:: Article ::
▼
# Isomalt or Splenda



## cakerookie (Sep 10, 2005)

Hello
Are these similiar in nature? People keep asking me all the time are they the same. I do not believe they are. Can someone help with this question. And also what would be a good substitue for them. Can food lacquer be made at home?

Thanks


----------



## kuan (Jun 11, 2001)

Of course not! Splenda is Sucralose, a high potency non-nutritive sweetener. Isomalt is a real sugar in the sugar alcohol family, derived from maltose, hence the name. Different melting points, different applications.

What do you mean by food lacquer? You mean like a caramel glaze? Use Isomalt for that. Use Splenda for sweetening your coffee.


----------



## cakerookie (Sep 10, 2005)

Kuan
Hi, Thanks for clearing that up about the Splenda deal. The food lacquer I was referring to is what they spray or paint on finished sugar pieces to make them shine. I do not know if there is such an animal or not but I have read about people using it. Is there an edible lacquer type substance that can be used for this?

Thanks Cakerookie


----------



## m brown (May 29, 1999)

best to buy it.
albert uster imports (best for hard to find pastry gear) has it and a few others.
comes in a spray can or liquid for painting.


----------



## cookieguy (May 4, 2005)
▲
:: Tasks ::
[A] Please duplicate the stretch of the forum thread from "Of course not!" through "used for this?".
[B] Answer these questions from the forum thread:
(i) What does kuan say Splenda is?
(ii) From what is Isomalt derived?
(iii) In what two forms does m brown say food lacquer comes?

:: Point labeling examples ::
▼
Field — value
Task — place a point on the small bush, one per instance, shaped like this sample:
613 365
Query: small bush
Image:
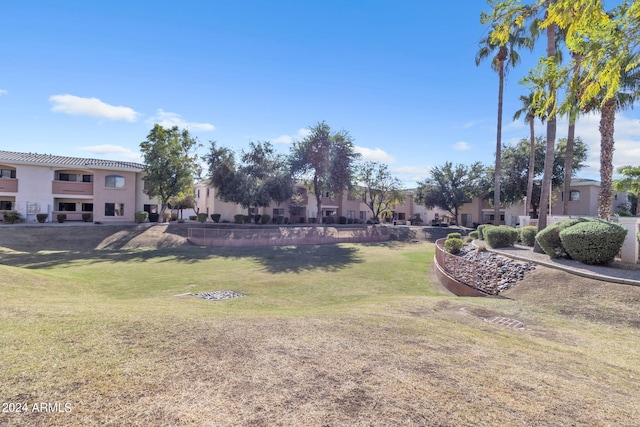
12 217
501 236
549 238
453 245
593 242
481 229
528 235
140 216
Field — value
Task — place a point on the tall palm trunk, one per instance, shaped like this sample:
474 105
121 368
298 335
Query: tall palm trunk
545 191
532 164
607 120
502 56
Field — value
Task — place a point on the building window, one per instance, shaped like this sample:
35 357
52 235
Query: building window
67 177
7 173
114 181
114 209
67 207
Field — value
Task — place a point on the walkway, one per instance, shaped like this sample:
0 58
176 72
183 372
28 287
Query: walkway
616 272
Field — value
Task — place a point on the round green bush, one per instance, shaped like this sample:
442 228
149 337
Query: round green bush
549 238
501 236
593 242
528 235
453 245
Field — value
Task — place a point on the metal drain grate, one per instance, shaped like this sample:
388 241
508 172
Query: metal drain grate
510 323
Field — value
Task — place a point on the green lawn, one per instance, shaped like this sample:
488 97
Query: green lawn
326 335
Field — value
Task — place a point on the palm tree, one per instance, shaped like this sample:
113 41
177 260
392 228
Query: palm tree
630 182
530 111
505 57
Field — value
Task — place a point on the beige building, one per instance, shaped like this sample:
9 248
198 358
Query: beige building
102 190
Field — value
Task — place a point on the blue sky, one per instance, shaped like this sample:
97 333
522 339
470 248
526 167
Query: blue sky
89 79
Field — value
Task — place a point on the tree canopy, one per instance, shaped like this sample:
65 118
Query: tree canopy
260 177
450 187
324 160
169 164
377 187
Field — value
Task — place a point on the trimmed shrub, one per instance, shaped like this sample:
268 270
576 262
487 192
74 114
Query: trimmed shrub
482 228
593 242
140 216
453 245
528 235
501 236
549 238
12 217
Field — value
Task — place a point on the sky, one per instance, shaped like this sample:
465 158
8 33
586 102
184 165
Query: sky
90 79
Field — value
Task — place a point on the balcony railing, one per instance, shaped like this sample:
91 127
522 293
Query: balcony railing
72 188
8 185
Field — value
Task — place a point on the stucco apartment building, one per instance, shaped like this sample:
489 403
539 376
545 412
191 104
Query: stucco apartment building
109 190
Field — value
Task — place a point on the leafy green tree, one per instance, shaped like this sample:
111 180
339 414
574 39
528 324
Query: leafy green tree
450 187
325 161
377 187
169 164
260 177
505 56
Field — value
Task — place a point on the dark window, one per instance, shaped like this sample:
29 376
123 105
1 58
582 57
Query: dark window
7 173
114 181
67 207
114 209
67 177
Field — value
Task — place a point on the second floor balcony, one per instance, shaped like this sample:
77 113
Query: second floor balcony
72 188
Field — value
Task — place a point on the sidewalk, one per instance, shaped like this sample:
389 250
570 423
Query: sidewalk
616 272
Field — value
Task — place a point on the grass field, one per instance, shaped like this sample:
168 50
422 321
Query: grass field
326 335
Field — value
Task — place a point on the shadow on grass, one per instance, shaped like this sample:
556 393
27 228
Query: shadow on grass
275 259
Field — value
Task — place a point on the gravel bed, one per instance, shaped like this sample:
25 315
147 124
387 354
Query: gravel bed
509 271
218 295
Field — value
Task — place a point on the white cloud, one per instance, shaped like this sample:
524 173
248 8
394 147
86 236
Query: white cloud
375 155
288 139
462 146
93 107
113 152
168 120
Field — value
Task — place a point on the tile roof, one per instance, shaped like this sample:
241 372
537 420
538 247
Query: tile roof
53 160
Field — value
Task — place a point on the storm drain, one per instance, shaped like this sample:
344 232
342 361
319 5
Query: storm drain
218 295
509 323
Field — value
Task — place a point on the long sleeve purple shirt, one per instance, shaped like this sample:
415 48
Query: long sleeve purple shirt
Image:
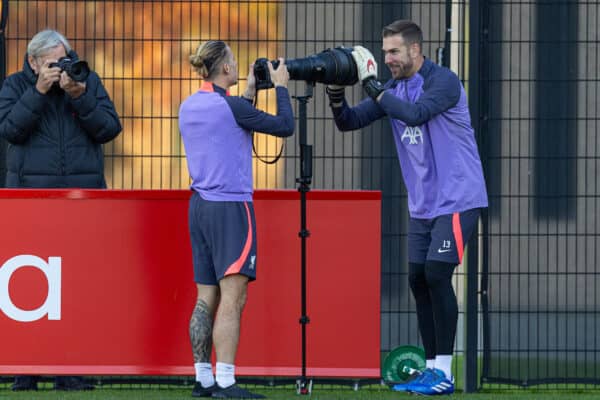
434 140
217 136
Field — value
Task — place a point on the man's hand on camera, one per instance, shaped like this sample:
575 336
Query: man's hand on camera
279 76
336 95
365 63
47 77
71 87
374 88
250 91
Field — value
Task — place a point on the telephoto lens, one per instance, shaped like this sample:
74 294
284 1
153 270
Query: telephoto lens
332 66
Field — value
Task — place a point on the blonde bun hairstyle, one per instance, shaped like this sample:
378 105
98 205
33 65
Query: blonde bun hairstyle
208 56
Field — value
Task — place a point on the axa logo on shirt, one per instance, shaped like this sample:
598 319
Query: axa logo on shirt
52 271
413 133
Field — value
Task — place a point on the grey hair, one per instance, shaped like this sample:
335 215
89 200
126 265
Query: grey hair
46 40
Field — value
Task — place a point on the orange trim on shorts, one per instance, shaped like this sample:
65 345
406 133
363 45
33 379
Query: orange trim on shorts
239 263
457 230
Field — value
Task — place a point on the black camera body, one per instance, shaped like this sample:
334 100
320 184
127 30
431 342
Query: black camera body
332 66
77 70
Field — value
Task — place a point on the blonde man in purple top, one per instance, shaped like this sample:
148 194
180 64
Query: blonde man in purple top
427 108
217 134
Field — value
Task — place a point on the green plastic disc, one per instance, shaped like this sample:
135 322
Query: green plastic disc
399 362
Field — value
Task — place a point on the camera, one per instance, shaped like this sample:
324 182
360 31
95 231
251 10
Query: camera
77 70
332 66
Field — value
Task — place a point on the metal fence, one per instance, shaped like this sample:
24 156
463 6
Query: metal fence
531 71
539 99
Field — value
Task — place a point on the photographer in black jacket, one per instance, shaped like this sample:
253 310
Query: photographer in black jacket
55 127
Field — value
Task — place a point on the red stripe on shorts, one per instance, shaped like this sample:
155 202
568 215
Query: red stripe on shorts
239 263
457 230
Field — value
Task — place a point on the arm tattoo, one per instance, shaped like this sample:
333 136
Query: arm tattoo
201 332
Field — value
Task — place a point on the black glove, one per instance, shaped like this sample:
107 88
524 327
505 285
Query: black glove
335 93
373 88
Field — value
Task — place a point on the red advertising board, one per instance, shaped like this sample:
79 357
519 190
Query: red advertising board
100 282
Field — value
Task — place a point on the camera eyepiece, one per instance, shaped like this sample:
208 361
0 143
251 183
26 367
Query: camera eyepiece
77 70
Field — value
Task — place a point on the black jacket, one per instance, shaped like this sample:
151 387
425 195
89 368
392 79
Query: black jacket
54 141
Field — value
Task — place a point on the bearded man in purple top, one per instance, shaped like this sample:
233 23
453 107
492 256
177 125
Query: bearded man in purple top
427 108
217 134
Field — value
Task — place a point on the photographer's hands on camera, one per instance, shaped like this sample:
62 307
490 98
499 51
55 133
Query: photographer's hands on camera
367 72
367 75
49 75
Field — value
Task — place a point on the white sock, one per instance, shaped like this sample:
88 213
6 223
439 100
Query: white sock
225 374
444 363
204 374
430 363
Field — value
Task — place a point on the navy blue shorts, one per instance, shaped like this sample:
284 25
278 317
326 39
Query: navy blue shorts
223 235
441 238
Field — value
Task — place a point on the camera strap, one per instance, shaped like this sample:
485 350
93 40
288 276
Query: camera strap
277 157
273 161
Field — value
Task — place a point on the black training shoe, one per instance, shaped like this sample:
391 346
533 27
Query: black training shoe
71 383
235 392
25 382
201 391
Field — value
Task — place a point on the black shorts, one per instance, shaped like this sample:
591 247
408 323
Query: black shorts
223 235
441 238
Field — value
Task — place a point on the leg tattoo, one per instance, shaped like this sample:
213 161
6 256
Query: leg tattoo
201 332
▲
:: Solutions to the exercise ::
[A]
Of course not! Splenda is Sucralose, a high potency non-nutritive sweetener. Isomalt is a real sugar in the sugar alcohol family, derived from maltose, hence the name. Different melting points, different applications.

What do you mean by food lacquer? You mean like a caramel glaze? Use Isomalt for that. Use Splenda for sweetening your coffee.


----------



## cakerookie (Sep 10, 2005)

Kuan
Hi, Thanks for clearing that up about the Splenda deal. The food lacquer I was referring to is what they spray or paint on finished sugar pieces to make them shine. I do not know if there is such an animal or not but I have read about people using it. Is there an edible lacquer type substance that can be used for this?

[B]
(i) Sucralose, a high potency non-nutritive sweetener.
(ii) Maltose.
(iii) A spray can or a liquid for painting.